» **Task brief**: Repeat each line of the material exactly.

» **Supplied entries**:
*****
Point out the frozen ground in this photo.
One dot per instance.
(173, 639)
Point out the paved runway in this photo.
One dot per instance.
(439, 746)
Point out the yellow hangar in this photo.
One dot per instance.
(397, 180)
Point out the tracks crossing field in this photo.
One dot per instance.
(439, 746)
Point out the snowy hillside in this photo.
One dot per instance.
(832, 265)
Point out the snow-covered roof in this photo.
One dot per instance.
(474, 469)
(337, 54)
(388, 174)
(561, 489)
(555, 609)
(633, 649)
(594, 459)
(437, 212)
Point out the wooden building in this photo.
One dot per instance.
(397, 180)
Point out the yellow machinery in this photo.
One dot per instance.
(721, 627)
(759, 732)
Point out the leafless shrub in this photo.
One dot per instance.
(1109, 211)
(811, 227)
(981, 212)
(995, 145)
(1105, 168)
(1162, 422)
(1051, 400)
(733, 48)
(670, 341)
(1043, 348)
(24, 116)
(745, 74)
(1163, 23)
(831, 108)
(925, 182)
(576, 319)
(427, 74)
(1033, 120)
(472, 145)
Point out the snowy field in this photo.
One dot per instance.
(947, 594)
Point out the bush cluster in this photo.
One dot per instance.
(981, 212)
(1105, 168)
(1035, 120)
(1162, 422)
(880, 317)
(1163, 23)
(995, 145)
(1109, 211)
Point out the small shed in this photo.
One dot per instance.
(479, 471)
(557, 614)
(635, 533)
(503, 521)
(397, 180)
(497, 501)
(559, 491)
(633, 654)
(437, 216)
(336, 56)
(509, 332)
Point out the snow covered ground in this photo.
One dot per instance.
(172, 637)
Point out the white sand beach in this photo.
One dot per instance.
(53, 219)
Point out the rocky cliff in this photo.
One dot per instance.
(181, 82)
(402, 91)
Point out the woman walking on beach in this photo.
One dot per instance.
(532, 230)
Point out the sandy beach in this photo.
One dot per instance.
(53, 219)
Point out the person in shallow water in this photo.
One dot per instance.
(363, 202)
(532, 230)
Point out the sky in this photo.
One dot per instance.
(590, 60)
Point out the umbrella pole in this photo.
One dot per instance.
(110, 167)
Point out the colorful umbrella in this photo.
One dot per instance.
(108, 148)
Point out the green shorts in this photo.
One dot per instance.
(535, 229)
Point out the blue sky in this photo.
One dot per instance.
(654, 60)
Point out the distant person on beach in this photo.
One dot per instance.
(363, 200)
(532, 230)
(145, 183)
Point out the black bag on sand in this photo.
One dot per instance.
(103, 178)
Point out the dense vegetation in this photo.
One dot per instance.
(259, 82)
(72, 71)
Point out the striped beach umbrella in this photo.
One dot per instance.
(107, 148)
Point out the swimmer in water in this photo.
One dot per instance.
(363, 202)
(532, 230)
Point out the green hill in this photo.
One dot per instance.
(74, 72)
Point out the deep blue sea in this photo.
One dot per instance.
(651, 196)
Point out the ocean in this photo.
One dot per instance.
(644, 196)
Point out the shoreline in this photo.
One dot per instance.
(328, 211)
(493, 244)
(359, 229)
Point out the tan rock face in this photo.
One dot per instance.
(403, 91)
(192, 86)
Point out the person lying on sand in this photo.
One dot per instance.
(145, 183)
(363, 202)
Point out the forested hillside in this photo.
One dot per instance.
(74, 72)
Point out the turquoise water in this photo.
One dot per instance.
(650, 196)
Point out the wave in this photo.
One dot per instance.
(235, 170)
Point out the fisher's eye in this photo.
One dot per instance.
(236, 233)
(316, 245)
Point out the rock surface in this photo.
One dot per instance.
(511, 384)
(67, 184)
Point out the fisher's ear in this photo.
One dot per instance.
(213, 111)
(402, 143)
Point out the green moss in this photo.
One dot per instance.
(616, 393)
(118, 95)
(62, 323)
*****
» **Answer to the problem**:
Point out the frozen ground in this photo.
One dot per instance.
(173, 639)
Point out the paved runway in this photo.
One dot per instance.
(439, 746)
Point out the yellow hangar in this photo.
One dot per instance.
(397, 180)
Point out the tracks crossing field in this photo.
One dot per instance.
(439, 746)
Point out the snowy hillside in this photo.
One dot per instance.
(832, 265)
Point out the snow-covered roof in this photo.
One dot per instance.
(474, 469)
(337, 54)
(388, 174)
(561, 489)
(555, 609)
(633, 649)
(594, 459)
(437, 212)
Point out the wooden building in this photo.
One dot per instance.
(397, 180)
Point out the yellow machinery in this photo.
One dot per instance.
(721, 627)
(759, 732)
Point out the leafless shrub in this photo.
One dot per instance.
(1109, 211)
(811, 227)
(981, 212)
(995, 145)
(1105, 168)
(1162, 422)
(1051, 400)
(733, 48)
(670, 341)
(1043, 348)
(24, 116)
(745, 74)
(1163, 23)
(831, 108)
(925, 182)
(576, 319)
(427, 74)
(1033, 120)
(472, 145)
Point out the snowy field in this photo.
One dot per instance.
(947, 594)
Point out the bush cluster in this photo.
One dot per instance.
(981, 212)
(1105, 168)
(1035, 120)
(1162, 422)
(880, 317)
(1163, 23)
(995, 145)
(1109, 211)
Point out the small shed in this photo.
One dot per instance.
(479, 471)
(557, 614)
(635, 533)
(503, 521)
(397, 180)
(497, 501)
(559, 491)
(633, 654)
(437, 216)
(336, 56)
(509, 332)
Point out the snow covered ground in this photo.
One dot per instance.
(172, 637)
Point out the white sand beach in this photo.
One dot per instance.
(53, 219)
Point out the rocky cliff in this photo.
One dot per instance.
(181, 82)
(402, 91)
Point out the woman walking on beach in this photo.
One dot per instance.
(532, 230)
Point out the sandy beach in this photo.
One dot per instance.
(53, 219)
Point out the person in shallow water in this photo.
One dot per instance.
(363, 202)
(532, 230)
Point out the sky in this photo.
One dot per instance.
(590, 60)
Point out the umbrella pole in this photo.
One dot per instance.
(110, 167)
Point out the colorful umbrella in this photo.
One dot per instance.
(108, 148)
Point out the green shorts in this photo.
One dot per instance.
(535, 229)
Point out the blue sky in this photo.
One dot per instance.
(654, 60)
Point out the distant person on beach in this photo.
One dot per instance.
(363, 200)
(532, 230)
(145, 183)
Point out the black bag on sand in this photo.
One dot per instance.
(103, 178)
Point out the dense vegetation in this photo.
One dot per instance.
(259, 82)
(72, 71)
Point out the striped beach umbrella in this photo.
One dot per instance.
(107, 148)
Point out the swimmer in water in this photo.
One dot per instance.
(363, 202)
(532, 230)
Point out the green hill in this photo.
One dot per instance.
(74, 72)
Point out the deep blue sea in this photo.
One dot per instance.
(651, 196)
Point out the ocean in this photo.
One dot per instance.
(644, 196)
Point out the shoreline in this photo.
One dot per instance.
(328, 211)
(493, 244)
(359, 229)
Point out the tan rock face in this photo.
One dot per instance.
(403, 91)
(192, 86)
Point out the person lying on sand in this photo.
One dot per instance.
(145, 183)
(363, 202)
Point out the forested hillside in this photo.
One dot per instance.
(74, 72)
Point out the turquoise water in this photo.
One dot per instance.
(650, 196)
Point out the wave in this photo.
One dot per instance.
(235, 170)
Point out the fisher's eye in this photo.
One dot per instance.
(236, 233)
(316, 245)
Point out the rock surface in this photo.
One dot per instance.
(511, 384)
(67, 184)
Point out the fisher's ear in this photo.
One dot per instance.
(213, 111)
(402, 143)
Point out the green moss in this photo.
One dot per instance.
(616, 393)
(118, 95)
(62, 323)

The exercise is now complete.